==== ROWS ====

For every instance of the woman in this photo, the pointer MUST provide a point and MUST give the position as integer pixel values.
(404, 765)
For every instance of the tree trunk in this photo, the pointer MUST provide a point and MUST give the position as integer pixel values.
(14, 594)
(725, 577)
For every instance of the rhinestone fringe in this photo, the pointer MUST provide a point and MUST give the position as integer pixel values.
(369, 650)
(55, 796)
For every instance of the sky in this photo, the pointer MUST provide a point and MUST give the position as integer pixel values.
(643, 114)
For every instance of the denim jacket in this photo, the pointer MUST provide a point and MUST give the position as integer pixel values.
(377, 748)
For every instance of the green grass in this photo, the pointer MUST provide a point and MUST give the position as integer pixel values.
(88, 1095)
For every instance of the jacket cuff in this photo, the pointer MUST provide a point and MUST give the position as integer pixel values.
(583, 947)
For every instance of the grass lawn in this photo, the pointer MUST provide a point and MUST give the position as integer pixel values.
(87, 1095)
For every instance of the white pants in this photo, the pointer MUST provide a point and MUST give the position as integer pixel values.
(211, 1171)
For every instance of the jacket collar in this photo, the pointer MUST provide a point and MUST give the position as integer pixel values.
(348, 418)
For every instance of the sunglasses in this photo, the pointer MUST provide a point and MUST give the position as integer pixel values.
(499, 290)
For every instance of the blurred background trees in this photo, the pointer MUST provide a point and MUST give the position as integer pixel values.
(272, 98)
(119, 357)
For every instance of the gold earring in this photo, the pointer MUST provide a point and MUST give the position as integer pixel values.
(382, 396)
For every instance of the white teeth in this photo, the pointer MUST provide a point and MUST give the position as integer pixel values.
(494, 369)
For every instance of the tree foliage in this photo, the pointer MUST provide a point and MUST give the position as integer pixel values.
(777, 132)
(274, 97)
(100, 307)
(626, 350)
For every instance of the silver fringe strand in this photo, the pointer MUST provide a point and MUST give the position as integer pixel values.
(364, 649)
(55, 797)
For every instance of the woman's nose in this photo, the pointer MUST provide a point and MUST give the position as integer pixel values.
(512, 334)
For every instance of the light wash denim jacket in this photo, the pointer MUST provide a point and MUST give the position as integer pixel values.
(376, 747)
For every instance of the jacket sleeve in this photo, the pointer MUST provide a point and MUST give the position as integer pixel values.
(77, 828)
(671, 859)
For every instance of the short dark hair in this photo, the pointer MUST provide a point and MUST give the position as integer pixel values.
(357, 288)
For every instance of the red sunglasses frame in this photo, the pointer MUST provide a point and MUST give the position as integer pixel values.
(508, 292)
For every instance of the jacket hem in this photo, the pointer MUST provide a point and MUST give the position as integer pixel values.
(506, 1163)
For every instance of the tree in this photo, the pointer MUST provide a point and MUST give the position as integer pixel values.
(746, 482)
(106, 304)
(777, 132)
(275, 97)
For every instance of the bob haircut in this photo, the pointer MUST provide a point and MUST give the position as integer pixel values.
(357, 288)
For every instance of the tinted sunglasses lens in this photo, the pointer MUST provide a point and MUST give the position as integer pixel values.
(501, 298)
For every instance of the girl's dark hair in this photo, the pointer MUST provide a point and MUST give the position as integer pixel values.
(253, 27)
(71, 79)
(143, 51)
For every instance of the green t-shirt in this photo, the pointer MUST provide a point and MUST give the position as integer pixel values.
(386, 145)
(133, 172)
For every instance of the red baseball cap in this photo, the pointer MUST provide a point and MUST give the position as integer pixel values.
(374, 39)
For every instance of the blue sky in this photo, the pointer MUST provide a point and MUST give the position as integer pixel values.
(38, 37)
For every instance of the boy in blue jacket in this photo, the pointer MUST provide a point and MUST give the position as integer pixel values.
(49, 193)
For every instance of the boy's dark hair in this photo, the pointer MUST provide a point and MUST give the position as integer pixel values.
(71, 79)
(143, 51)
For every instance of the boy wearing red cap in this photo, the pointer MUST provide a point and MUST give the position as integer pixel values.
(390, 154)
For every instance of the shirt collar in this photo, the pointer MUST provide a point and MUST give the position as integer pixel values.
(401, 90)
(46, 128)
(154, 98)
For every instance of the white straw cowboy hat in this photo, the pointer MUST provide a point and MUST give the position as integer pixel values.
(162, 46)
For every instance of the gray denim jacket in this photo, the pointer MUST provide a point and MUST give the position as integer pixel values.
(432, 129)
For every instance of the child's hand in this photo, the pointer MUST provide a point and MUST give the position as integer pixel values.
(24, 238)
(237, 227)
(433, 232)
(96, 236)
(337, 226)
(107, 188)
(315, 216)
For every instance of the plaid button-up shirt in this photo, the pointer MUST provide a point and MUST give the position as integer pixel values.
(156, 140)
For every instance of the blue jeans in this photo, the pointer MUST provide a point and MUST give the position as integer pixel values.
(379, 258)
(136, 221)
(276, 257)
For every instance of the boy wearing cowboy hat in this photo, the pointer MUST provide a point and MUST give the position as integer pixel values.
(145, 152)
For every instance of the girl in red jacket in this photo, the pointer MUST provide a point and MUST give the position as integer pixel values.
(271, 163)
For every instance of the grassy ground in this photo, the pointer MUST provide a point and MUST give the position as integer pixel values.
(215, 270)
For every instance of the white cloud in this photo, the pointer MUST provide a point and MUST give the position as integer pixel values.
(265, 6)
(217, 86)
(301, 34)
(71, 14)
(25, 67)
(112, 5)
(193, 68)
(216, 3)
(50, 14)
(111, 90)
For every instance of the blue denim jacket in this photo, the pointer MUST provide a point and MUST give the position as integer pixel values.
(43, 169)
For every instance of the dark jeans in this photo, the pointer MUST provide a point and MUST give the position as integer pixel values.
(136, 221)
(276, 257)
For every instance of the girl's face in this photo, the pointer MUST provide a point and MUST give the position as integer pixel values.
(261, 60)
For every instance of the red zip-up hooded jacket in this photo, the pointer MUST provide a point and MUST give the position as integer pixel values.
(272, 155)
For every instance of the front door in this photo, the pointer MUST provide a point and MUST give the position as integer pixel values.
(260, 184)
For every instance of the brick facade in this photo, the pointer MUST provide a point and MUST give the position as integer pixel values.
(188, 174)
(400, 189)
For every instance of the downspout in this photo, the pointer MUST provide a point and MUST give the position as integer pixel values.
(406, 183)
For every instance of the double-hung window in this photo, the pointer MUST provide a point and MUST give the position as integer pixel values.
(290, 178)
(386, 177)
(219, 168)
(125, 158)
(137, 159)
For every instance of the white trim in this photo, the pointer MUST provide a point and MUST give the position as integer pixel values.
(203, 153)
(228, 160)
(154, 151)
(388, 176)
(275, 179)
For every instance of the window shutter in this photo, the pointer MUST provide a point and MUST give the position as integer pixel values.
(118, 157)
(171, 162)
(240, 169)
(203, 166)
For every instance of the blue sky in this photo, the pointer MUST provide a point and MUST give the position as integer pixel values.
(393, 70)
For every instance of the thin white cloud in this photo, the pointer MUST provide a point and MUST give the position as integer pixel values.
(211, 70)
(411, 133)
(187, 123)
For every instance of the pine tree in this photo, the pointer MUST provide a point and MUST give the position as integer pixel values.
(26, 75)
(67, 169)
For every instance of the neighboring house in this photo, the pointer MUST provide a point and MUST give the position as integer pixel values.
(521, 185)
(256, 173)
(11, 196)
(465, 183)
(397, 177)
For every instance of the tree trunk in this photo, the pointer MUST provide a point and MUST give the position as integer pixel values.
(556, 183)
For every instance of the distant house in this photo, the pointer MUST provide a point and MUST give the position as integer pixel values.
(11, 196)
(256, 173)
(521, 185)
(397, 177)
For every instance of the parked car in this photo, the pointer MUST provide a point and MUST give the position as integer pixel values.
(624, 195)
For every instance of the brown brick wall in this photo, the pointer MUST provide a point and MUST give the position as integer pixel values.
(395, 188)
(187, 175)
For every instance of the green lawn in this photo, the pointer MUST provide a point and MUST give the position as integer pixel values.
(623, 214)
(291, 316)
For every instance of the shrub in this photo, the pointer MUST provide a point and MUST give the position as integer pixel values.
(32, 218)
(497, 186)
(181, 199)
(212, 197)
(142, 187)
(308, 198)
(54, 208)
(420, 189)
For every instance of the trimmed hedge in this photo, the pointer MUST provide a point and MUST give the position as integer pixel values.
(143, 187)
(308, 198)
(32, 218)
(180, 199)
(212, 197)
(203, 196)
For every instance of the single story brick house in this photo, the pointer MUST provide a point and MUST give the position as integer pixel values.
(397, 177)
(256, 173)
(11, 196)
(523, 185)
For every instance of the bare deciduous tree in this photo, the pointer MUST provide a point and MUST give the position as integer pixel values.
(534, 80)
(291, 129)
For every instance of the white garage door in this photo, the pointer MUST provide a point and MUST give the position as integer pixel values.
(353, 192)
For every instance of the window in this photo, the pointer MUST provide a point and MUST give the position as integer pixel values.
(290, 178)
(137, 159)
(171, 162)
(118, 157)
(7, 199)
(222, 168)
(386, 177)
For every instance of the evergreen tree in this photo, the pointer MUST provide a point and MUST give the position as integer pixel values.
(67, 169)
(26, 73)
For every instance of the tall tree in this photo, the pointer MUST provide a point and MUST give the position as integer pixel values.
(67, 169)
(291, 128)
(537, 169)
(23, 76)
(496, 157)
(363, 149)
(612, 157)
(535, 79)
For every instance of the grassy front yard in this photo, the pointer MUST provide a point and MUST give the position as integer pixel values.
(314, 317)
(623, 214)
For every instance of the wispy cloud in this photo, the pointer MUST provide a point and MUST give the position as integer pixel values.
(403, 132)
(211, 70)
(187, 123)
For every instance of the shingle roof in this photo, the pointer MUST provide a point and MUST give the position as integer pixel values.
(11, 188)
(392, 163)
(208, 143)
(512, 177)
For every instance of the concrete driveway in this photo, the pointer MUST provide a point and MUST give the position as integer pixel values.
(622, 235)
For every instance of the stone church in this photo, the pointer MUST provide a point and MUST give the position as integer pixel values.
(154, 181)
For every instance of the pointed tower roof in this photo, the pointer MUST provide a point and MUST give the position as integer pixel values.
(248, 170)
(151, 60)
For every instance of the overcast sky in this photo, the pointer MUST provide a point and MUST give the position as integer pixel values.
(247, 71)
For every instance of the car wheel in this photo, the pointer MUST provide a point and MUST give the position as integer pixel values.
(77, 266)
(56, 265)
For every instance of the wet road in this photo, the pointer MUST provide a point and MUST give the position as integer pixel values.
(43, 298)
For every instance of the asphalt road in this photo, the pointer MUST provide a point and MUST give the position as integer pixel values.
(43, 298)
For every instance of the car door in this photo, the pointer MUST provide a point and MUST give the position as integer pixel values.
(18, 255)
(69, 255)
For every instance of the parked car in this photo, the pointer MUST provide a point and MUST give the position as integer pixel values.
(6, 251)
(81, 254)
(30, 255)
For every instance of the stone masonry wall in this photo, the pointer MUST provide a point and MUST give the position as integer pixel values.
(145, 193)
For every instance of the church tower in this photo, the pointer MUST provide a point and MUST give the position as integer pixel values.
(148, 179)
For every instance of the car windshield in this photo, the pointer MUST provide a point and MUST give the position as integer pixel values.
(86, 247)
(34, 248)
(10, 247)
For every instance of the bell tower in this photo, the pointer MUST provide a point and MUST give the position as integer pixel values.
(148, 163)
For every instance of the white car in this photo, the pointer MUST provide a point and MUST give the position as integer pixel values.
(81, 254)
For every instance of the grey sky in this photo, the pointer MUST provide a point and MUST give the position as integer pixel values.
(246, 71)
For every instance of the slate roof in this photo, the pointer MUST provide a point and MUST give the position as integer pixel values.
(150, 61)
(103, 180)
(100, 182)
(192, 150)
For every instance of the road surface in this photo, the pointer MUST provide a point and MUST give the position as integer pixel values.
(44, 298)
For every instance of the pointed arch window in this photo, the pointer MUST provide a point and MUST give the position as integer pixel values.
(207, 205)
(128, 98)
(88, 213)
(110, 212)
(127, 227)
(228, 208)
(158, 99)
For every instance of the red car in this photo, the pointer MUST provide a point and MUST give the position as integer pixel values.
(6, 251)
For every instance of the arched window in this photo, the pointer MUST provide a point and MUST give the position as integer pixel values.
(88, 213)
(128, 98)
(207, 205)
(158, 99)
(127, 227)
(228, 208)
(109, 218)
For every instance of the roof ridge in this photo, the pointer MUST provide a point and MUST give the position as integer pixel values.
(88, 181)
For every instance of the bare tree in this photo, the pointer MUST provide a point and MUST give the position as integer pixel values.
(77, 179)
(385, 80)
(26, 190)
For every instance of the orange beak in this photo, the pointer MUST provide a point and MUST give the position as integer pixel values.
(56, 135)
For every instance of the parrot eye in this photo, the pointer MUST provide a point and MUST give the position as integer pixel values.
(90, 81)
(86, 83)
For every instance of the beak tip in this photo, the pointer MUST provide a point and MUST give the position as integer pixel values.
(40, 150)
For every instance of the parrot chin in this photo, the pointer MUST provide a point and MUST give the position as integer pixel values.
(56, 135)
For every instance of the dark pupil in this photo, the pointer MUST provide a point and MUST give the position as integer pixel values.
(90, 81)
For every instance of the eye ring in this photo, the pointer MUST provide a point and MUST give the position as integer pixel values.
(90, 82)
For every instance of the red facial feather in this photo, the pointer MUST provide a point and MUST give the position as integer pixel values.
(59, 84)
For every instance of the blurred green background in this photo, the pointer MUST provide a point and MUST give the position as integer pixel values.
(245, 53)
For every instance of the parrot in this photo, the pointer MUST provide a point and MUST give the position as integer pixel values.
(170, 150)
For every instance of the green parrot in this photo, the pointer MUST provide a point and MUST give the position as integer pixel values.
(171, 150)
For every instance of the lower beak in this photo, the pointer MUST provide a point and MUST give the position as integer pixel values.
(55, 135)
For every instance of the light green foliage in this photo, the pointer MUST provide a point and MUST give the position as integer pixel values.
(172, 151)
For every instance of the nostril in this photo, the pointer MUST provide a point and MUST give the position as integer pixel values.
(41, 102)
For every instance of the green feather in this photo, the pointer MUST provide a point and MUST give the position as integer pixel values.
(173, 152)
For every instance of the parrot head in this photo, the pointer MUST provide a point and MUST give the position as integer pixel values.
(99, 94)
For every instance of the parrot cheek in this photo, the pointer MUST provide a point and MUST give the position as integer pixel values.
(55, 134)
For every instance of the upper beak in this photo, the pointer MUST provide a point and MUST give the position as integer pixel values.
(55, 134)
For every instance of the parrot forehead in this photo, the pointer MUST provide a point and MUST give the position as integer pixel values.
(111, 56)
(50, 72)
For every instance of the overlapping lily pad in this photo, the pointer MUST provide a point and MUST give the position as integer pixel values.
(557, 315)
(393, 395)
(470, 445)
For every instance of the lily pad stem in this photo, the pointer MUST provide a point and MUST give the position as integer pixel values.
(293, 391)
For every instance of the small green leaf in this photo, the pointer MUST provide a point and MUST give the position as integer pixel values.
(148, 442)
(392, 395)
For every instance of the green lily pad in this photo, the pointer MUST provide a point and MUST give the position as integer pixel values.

====

- EXERCISE GOAL
Locate the line with "For every instance of the lower" in the entries above; extract it and every line after it, verbatim.

- ANSWER FOR THE TASK
For every instance of the lower beak in this photo, the pointer MUST provide a point and MUST give the position as integer pixel values.
(55, 135)
For every instance of the light green foliage in this photo, the pointer MUST provide a point and MUST give the position as integer pixel values.
(172, 151)
For every instance of the nostril in this photo, the pointer MUST provide a point and MUST give the position as integer pixel values.
(41, 102)
For every instance of the green feather in this photo, the pointer MUST provide a point and MUST give the position as integer pixel values.
(173, 152)
For every instance of the parrot head in this photo, the pointer MUST provide a point and MUST give the position as integer pixel values.
(99, 94)
For every instance of the parrot cheek in this photo, the pointer MUST provide a point and MUST give the position as integer pixel values.
(55, 134)
For every instance of the upper beak in this photo, the pointer MUST provide a point and MUST give the position as integer pixel values.
(55, 134)
For every instance of the parrot forehead in this photo, the pointer MUST provide a point and MUST give the position as integer pixel values.
(111, 56)
(50, 72)
For every instance of the overlapping lily pad in this photo, the pointer MUST provide a point and MUST give the position as integer pixel values.
(557, 315)
(393, 395)
(470, 445)
For every instance of the lily pad stem in this photo, the pointer MUST provide a point and MUST give the position as integer pixel values.
(293, 391)
For every instance of the small green leaf in this photo, the pointer MUST provide a point and MUST give the position as integer pixel values.
(148, 442)
(392, 395)
For every instance of the green lily pad in this photo, the pointer MUST provide a point and MUST give the position as integer pixel values.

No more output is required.